# Supplied records:
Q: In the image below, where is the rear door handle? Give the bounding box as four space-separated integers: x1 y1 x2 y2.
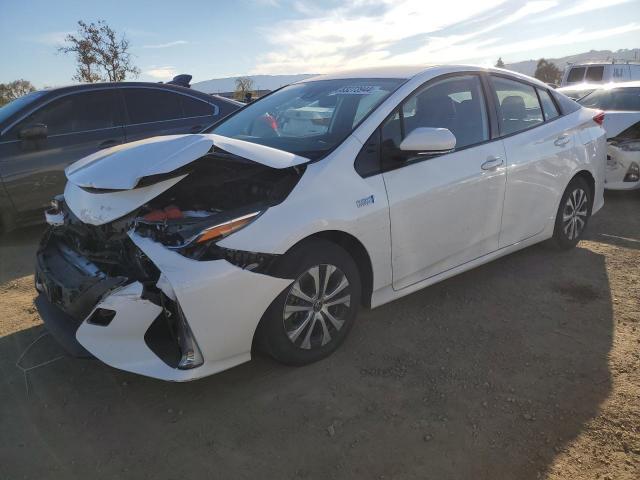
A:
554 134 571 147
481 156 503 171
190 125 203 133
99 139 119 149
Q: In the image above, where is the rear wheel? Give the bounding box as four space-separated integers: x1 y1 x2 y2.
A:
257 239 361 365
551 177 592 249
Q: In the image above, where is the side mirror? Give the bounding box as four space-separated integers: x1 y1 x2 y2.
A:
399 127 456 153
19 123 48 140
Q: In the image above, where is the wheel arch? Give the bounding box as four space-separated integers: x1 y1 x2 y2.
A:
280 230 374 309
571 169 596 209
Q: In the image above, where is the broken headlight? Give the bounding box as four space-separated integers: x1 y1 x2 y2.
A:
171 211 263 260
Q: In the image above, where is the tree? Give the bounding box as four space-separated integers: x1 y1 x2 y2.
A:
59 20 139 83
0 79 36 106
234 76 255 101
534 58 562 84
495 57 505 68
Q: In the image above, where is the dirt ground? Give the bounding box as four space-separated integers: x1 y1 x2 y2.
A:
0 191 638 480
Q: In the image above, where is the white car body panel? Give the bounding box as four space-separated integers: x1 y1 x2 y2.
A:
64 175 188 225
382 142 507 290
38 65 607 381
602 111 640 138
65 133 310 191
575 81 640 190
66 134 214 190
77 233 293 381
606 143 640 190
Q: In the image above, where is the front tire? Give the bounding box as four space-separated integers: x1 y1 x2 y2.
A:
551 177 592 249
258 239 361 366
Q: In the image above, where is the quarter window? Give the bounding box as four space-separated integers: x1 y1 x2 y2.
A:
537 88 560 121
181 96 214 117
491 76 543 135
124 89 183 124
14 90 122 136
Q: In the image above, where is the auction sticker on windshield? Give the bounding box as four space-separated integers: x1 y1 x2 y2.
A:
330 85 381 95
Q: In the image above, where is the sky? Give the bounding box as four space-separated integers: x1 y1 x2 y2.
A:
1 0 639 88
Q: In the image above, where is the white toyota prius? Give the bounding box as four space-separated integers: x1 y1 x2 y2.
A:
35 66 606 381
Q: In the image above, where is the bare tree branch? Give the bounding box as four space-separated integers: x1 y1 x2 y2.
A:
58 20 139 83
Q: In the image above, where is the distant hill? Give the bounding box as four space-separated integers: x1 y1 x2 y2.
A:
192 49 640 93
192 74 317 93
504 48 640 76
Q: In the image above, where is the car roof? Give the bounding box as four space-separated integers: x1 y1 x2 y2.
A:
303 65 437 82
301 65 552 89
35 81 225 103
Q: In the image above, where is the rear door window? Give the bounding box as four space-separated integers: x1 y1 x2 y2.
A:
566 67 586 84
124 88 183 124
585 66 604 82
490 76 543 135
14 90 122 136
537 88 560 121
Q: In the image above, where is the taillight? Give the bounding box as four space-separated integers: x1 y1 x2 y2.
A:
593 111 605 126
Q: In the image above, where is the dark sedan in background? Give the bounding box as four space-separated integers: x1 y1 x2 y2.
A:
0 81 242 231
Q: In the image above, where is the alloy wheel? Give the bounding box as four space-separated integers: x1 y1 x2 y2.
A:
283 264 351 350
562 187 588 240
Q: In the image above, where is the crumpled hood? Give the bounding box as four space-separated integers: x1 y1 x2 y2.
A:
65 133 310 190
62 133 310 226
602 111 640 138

==

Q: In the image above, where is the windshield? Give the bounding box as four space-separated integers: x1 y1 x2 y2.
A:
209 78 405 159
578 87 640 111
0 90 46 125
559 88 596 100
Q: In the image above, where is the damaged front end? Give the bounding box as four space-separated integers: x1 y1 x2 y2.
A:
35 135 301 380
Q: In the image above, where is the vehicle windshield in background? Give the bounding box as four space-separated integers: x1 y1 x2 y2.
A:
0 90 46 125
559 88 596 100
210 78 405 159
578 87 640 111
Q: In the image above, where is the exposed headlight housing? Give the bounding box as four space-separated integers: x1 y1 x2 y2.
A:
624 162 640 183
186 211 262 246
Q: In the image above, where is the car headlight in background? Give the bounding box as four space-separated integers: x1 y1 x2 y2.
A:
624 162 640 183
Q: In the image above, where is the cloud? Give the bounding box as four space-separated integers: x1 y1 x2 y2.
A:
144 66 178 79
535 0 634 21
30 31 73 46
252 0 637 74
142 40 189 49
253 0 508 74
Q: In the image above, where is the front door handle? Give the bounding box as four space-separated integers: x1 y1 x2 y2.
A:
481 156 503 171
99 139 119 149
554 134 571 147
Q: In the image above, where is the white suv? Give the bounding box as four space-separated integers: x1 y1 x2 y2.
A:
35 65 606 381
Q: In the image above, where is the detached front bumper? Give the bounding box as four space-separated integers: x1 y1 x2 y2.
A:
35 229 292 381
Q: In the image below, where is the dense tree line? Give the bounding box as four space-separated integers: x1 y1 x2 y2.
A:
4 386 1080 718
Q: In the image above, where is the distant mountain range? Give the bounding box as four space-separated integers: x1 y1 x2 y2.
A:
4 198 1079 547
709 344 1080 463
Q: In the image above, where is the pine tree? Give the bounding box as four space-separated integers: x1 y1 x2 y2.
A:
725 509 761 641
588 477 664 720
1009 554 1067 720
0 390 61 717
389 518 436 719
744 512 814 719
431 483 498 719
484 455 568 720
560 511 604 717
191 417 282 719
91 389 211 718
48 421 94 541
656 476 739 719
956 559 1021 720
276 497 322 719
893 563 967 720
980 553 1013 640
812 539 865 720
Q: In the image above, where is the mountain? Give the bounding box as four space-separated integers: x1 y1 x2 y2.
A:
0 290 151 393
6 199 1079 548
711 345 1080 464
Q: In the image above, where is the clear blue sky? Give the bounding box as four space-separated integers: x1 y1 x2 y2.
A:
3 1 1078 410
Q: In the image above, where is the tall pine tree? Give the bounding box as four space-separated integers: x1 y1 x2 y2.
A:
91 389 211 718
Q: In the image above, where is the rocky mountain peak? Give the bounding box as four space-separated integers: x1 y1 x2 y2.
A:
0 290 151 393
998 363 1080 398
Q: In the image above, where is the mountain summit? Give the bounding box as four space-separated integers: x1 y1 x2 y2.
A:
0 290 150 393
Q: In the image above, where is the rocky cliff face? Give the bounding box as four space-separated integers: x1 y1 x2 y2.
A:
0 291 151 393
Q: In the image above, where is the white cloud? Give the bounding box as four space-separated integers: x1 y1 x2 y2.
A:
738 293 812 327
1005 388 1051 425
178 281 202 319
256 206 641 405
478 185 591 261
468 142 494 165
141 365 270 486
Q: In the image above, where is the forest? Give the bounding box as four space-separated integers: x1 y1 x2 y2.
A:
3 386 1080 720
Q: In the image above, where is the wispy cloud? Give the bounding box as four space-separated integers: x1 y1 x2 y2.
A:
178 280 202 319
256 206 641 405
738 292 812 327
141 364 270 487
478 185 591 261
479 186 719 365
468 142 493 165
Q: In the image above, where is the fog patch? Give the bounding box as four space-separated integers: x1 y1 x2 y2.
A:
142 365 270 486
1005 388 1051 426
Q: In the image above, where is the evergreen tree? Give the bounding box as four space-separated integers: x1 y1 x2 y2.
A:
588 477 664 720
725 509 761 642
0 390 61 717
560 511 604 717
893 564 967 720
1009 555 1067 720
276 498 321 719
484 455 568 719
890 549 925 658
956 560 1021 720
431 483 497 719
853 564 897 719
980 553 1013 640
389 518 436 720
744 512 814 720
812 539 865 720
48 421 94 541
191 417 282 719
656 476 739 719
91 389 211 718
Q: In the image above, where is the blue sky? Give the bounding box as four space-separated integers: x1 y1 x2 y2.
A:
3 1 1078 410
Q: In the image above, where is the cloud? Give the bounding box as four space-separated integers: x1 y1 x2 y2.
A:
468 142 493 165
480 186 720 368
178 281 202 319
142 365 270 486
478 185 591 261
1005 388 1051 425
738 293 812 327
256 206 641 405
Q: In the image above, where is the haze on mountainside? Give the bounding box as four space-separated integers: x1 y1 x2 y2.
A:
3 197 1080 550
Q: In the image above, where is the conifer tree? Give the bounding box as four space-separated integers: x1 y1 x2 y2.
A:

...

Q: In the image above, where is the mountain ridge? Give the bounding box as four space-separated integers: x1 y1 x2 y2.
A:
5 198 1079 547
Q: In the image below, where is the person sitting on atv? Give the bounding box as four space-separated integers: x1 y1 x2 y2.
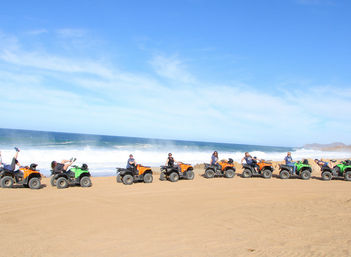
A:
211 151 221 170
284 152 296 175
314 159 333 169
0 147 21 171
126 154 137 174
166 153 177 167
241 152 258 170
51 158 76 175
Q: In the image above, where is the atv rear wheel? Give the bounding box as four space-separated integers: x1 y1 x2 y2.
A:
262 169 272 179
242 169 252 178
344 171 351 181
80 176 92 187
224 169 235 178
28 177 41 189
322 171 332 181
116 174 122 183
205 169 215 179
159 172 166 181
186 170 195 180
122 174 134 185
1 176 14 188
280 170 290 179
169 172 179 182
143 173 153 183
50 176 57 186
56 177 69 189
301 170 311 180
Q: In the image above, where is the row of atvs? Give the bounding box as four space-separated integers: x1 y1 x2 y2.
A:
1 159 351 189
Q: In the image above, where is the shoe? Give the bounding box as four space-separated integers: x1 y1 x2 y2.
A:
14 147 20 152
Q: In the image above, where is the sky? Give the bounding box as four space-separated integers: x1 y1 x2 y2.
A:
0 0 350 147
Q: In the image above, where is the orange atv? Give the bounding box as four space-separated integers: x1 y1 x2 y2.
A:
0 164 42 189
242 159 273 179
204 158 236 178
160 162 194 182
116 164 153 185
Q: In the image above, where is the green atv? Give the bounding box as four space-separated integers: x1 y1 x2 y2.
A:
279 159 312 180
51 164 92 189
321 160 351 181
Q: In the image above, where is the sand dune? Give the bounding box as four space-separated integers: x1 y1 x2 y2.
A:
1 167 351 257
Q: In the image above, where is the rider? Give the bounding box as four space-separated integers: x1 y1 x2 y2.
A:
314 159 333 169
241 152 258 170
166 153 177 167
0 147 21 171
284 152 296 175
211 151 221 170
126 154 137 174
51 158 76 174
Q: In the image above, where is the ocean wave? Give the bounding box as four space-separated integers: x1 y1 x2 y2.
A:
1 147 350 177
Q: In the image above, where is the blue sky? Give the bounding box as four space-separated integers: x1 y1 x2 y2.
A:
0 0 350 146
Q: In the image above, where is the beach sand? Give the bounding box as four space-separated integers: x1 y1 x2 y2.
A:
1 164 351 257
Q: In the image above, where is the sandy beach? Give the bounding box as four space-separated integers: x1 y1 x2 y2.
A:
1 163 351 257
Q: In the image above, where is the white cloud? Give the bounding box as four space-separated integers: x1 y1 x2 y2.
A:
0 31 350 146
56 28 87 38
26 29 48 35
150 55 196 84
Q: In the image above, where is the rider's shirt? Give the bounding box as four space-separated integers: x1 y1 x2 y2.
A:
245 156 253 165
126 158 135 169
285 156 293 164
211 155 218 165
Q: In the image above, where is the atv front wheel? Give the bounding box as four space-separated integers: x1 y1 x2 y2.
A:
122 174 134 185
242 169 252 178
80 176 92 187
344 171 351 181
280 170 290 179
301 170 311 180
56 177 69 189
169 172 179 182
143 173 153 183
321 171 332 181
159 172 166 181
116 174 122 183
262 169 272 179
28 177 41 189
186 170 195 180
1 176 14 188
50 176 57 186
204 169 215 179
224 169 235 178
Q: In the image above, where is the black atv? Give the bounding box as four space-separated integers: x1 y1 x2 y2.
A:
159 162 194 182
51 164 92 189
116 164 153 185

# Task:
Search the listing for "window" and show every line where it occurs.

# Result for this task:
Q: In the image above, where is the quarter window? Give the bounding box as four space-separated integers: x1 y1 x2 y2.
Q: In the image above, where is the rear door window? Give the bounding box as four space-separated integers: x1 y1 x2 y2.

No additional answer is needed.